**Instructions to follow:**
Copy the rows starting at the line that contains "Can you spot the stone" and ending at the line that contains "[[373, 342], [283, 331], [563, 336], [210, 228]]", but switch "stone pillar" to "marble column" and keep everything else the same.

**Data supplied:**
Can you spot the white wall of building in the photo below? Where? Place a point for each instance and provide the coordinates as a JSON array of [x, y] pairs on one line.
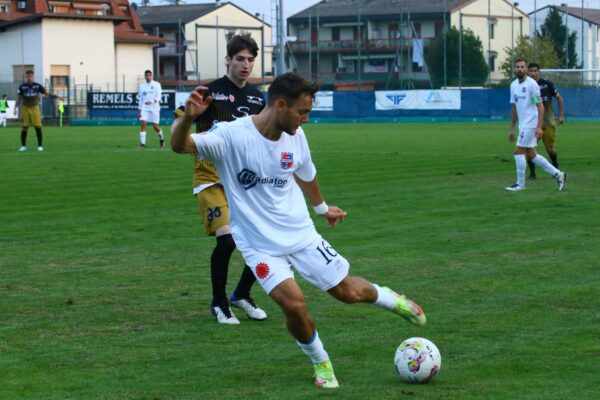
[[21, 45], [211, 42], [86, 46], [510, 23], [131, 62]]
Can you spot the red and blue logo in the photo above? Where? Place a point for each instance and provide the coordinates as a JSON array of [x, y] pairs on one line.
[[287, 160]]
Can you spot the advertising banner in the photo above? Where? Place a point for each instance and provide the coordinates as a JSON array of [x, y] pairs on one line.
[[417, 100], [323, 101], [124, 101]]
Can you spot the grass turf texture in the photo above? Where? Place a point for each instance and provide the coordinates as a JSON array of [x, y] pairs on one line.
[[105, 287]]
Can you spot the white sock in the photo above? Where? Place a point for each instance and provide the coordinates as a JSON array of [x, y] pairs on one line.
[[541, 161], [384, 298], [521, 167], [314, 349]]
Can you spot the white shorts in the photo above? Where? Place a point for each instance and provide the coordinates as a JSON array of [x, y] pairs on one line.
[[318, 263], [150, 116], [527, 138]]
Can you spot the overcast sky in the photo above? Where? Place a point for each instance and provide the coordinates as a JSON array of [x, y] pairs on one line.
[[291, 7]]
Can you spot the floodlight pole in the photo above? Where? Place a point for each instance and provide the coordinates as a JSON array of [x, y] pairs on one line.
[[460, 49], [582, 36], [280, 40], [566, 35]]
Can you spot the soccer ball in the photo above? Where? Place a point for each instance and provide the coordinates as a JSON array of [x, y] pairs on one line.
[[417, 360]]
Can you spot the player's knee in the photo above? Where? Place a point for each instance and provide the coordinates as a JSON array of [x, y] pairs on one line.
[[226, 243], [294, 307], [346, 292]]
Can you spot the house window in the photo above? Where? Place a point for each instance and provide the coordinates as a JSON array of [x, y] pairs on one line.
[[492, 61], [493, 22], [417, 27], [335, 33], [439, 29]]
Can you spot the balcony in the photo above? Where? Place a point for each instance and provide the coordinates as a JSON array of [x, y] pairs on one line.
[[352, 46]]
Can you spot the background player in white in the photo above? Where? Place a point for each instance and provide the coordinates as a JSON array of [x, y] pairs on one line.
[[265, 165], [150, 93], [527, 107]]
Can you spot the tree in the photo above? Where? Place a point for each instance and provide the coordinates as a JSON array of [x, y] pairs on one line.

--

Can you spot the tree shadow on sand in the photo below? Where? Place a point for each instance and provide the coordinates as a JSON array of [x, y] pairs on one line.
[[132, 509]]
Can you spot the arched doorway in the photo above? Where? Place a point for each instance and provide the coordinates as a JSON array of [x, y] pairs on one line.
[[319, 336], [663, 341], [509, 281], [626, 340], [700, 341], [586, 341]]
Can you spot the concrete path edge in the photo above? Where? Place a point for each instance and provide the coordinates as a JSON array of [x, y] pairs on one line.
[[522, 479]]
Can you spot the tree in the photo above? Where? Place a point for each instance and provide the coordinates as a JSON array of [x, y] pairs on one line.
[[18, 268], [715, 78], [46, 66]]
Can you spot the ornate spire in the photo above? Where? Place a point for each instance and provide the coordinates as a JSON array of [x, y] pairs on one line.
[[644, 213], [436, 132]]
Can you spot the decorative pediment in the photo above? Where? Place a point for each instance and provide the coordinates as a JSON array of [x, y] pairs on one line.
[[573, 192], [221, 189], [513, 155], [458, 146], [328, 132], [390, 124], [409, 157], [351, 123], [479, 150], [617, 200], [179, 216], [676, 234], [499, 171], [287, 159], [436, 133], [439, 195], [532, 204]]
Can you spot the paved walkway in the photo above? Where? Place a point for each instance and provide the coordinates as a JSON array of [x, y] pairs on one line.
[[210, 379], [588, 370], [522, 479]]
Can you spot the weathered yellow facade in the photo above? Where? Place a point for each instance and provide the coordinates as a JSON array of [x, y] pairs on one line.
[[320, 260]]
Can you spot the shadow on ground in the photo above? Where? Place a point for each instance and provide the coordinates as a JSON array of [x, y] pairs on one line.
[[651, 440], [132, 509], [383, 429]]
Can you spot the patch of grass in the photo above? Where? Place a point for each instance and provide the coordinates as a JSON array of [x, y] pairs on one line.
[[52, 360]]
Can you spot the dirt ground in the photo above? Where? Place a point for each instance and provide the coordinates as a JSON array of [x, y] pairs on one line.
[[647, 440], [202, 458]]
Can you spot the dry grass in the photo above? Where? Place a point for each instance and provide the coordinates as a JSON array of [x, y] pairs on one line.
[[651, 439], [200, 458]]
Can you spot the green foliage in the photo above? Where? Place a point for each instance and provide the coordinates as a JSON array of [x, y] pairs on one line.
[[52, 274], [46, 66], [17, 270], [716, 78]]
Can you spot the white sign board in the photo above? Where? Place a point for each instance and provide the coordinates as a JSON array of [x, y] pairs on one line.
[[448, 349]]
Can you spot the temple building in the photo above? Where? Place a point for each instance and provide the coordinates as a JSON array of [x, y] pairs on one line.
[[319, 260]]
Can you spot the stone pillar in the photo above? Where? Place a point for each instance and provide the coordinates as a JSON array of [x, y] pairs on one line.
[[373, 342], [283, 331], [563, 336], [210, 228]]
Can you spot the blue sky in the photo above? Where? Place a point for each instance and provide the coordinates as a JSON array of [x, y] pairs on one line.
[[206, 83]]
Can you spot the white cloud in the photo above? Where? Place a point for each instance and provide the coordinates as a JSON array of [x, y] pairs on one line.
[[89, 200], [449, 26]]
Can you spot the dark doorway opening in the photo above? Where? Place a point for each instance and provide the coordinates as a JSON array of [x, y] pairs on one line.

**The reply:**
Can you spot the marble column in the photo above? Where? Place a point for each instance and provide the coordinates as a JSON array of [x, y] pairs on one line.
[[373, 342], [283, 331], [563, 336], [210, 228]]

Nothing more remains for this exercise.